# INSTRUCTIONS TO FOLLOW
Please rewrite the items from the line with "find the snowy" to the line with "[239,289,393,519]", changing "mirror" to "looking glass" and keeping everything else the same.

# SUPPLIED MATERIAL
---

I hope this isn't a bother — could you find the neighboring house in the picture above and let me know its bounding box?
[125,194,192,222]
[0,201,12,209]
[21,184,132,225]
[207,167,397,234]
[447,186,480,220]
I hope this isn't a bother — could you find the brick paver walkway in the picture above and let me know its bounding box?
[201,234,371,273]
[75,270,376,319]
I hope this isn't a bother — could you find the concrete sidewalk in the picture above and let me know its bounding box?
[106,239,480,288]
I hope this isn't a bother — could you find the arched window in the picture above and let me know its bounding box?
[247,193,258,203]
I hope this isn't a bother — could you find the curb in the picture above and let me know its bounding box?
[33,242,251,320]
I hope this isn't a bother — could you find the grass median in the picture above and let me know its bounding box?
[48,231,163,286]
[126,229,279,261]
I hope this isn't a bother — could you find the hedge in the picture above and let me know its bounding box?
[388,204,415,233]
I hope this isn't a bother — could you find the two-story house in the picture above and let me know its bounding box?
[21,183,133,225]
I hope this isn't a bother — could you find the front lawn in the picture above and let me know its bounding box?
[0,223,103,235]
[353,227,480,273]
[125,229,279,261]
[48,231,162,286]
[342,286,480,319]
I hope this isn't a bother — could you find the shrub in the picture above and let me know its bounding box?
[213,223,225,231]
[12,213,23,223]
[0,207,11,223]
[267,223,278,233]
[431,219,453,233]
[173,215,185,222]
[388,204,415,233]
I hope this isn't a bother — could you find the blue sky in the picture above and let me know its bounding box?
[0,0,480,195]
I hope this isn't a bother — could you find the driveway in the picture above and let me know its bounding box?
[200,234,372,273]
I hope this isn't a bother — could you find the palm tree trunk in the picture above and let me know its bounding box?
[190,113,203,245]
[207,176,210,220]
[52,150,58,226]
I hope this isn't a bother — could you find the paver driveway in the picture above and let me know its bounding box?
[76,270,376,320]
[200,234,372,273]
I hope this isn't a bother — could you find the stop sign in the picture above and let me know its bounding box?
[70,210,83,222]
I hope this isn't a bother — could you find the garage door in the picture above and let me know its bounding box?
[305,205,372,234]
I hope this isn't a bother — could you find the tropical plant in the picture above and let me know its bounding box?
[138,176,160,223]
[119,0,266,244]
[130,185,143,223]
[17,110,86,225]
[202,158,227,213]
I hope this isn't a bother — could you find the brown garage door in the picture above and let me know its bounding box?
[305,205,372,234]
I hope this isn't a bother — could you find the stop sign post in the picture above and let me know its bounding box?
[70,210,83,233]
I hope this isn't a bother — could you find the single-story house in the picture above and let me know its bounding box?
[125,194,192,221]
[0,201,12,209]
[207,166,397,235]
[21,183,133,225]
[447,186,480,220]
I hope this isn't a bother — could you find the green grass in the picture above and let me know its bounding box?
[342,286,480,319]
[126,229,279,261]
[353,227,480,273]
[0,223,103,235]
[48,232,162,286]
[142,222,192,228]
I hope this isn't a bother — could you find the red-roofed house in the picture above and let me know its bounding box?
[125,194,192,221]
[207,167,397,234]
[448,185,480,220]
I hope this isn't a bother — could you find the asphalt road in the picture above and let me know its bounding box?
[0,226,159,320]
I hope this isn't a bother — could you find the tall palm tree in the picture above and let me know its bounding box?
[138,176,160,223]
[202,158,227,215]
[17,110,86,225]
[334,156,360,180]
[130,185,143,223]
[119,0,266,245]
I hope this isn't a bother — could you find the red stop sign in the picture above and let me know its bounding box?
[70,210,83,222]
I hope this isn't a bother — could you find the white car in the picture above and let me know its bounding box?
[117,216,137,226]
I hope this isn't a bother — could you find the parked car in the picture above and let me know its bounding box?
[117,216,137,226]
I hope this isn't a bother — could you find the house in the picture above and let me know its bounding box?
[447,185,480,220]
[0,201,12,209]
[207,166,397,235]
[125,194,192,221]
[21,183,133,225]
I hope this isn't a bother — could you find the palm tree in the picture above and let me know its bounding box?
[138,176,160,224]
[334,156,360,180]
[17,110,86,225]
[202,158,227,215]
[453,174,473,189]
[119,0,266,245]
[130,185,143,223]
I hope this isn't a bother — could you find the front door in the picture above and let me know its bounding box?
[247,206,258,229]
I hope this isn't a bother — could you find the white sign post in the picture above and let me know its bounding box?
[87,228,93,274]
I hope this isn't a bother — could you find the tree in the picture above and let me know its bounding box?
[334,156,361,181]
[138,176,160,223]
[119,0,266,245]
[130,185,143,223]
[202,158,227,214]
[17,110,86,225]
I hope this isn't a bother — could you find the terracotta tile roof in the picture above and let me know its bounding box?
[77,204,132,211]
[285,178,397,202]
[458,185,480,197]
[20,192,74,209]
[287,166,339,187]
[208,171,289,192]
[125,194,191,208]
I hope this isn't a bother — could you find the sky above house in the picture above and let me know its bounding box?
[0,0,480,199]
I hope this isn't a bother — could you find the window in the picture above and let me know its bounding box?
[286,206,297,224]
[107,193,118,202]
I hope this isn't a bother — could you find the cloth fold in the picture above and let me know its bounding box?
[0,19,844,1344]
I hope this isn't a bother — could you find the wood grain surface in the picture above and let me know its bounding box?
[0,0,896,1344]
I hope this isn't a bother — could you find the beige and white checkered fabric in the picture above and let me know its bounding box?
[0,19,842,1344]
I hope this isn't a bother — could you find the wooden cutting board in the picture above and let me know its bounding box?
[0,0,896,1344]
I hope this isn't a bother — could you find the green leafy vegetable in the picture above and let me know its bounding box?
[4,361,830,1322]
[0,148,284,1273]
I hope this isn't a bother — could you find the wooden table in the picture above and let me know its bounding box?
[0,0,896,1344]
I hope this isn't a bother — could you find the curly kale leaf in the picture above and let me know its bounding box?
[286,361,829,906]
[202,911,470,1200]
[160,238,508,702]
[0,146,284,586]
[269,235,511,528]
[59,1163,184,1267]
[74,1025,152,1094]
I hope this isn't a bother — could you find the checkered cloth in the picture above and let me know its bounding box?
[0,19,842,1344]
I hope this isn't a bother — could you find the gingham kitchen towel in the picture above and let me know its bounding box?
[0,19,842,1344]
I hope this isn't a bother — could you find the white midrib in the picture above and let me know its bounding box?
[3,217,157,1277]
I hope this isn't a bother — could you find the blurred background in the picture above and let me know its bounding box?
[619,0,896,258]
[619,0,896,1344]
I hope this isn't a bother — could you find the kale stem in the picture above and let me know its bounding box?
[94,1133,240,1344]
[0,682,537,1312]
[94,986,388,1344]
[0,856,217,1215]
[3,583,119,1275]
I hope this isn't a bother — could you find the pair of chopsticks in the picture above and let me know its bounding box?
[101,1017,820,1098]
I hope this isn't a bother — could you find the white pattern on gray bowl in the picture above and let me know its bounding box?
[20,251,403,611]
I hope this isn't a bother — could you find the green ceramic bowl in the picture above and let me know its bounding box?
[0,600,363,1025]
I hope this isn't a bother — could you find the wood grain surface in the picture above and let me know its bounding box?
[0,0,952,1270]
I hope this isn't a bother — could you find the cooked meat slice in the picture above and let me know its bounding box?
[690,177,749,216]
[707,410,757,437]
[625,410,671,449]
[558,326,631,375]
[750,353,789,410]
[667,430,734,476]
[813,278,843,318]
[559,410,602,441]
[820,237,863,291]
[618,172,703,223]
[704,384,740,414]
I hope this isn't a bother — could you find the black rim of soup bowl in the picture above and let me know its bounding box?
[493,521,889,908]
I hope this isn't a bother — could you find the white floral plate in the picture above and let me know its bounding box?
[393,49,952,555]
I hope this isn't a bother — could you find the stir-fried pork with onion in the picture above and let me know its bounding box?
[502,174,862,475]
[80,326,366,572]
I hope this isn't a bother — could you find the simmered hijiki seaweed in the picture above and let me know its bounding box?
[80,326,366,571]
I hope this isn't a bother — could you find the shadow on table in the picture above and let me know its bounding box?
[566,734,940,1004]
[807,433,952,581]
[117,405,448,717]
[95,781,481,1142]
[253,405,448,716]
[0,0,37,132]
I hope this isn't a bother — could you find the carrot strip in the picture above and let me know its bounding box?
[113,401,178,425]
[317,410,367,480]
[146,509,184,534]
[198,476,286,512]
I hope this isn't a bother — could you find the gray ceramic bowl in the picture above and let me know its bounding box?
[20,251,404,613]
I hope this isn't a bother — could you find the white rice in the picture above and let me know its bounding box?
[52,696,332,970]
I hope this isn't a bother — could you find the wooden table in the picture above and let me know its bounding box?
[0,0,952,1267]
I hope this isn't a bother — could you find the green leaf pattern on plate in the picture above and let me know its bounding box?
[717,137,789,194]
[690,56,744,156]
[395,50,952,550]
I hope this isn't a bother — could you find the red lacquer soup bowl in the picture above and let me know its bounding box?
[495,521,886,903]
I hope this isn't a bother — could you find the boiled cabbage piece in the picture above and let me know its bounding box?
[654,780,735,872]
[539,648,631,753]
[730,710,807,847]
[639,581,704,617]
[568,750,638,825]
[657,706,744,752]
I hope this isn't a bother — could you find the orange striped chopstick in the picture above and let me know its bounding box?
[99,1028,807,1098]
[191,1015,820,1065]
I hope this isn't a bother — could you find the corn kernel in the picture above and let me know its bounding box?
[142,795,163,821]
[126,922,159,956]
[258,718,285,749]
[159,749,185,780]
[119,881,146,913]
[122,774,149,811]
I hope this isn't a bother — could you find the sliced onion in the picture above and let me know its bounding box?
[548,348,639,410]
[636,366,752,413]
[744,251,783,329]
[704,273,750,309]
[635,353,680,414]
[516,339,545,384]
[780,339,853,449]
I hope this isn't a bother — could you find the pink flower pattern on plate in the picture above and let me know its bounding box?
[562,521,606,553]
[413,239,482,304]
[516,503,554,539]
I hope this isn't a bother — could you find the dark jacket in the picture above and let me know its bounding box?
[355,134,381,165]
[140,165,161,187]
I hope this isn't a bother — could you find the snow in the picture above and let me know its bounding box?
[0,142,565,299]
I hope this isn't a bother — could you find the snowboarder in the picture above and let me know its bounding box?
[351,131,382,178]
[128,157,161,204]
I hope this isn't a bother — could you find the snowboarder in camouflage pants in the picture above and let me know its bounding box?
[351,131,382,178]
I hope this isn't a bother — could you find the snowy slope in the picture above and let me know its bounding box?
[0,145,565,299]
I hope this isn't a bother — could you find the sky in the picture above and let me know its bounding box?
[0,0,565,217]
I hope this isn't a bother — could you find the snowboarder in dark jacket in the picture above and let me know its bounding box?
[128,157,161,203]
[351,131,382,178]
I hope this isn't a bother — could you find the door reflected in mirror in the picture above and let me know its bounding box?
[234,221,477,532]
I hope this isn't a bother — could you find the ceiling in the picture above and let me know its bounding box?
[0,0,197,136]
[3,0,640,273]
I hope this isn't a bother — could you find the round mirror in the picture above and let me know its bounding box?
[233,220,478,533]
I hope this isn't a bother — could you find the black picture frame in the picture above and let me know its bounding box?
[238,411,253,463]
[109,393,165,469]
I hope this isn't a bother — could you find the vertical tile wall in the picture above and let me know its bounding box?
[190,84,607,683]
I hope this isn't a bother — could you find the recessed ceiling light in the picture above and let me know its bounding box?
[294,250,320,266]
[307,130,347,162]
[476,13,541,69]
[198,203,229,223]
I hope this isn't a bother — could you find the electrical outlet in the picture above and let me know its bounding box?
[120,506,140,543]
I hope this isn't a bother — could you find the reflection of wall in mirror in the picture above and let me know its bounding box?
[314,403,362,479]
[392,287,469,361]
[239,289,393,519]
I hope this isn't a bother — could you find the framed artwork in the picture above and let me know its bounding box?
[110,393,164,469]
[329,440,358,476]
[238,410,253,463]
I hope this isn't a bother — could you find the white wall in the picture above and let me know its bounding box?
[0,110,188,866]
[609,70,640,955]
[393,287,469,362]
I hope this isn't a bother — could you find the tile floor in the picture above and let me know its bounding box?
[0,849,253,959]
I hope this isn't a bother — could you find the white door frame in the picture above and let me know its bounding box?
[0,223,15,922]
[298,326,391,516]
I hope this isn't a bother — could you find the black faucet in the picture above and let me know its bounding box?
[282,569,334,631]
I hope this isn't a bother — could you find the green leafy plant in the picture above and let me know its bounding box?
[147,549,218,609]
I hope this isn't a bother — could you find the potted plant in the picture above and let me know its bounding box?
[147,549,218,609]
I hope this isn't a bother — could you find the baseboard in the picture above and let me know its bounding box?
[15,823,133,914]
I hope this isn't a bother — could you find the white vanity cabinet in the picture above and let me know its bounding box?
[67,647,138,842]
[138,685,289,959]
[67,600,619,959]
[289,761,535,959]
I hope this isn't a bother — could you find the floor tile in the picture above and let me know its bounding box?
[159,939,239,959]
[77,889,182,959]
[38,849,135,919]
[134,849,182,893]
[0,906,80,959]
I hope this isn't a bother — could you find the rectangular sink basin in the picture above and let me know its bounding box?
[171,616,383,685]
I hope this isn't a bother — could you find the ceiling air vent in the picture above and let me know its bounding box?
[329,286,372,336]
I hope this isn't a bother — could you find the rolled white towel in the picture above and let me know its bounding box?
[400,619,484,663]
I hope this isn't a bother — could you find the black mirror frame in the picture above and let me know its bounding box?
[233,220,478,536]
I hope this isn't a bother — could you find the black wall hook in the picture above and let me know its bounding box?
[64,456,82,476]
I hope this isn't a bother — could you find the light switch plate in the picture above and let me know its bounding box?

---

# FULL SOLUTION
I hope this isn't a bother — could you find the snowy slope in the picture above and let me know its bounding box?
[0,145,565,299]
I hope this isn't a bother — could you find the sky in the picture above and let me know its bounding box?
[0,0,565,217]
I hope this isn't a bother — could you find the snowboarder in dark jacket in the picture above and let me know its bounding box?
[128,157,161,203]
[351,131,382,178]
I hope this isn't a bother — could you find the door reflected in looking glass in the picture above and let me know its bounding box?
[234,221,477,532]
I hope this isn't a bother — could you find the ceiling in the picture above and let me know its bounding box?
[0,0,197,136]
[3,0,640,273]
I hope this isn't a bother — could you find the round looking glass in the picture above and let me know its bounding box?
[233,220,478,533]
I hope this isn't a bother — could you find the black picture frame in the picture above and let me know its bounding box?
[238,411,253,463]
[109,393,165,469]
I hope this isn't a bother — could you find the vertical tile wall in the picture above and let me know its bounding box?
[190,84,607,683]
I hope this isn't a bother — could you find the recessed ceiling light in the picture above and let me know its bounding box?
[294,250,320,266]
[307,130,347,162]
[476,13,541,69]
[198,203,229,223]
I hope this isn't a bother — could you find the electrical outlet in the picture above and let me know its bounding box?
[120,506,140,543]
I hope this isn't a bother — could you find the reflection of wall in looking glass in the picture above and let me know its bounding box?
[314,403,362,479]
[392,287,469,361]
[239,289,393,519]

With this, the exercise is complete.